Without the pictures, output all of the data exactly.

:: SOURCE DATA

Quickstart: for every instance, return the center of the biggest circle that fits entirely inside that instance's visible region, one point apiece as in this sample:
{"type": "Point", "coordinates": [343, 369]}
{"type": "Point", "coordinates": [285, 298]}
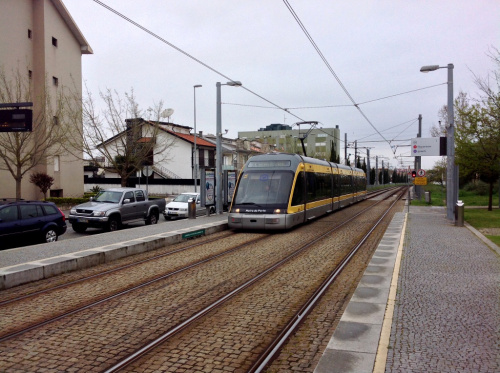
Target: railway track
{"type": "Point", "coordinates": [253, 249]}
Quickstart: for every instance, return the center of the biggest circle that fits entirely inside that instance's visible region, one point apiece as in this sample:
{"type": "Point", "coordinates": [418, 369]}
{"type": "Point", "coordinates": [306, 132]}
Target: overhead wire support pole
{"type": "Point", "coordinates": [314, 123]}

::::

§ TASK SOLUTION
Quickstart: for every instance, return the center of the biggest circle that fits entirely inside that instance's visible region, one point apiece as in this sample:
{"type": "Point", "coordinates": [343, 369]}
{"type": "Point", "coordinates": [285, 298]}
Target: railway track
{"type": "Point", "coordinates": [253, 249]}
Quickstart: for every instance, return the center of the biggest circle that fits entirely inside that instance's visible region, one point apiece as in this sample:
{"type": "Point", "coordinates": [418, 369]}
{"type": "Point", "coordinates": [306, 132]}
Target: overhead wire support pole
{"type": "Point", "coordinates": [314, 123]}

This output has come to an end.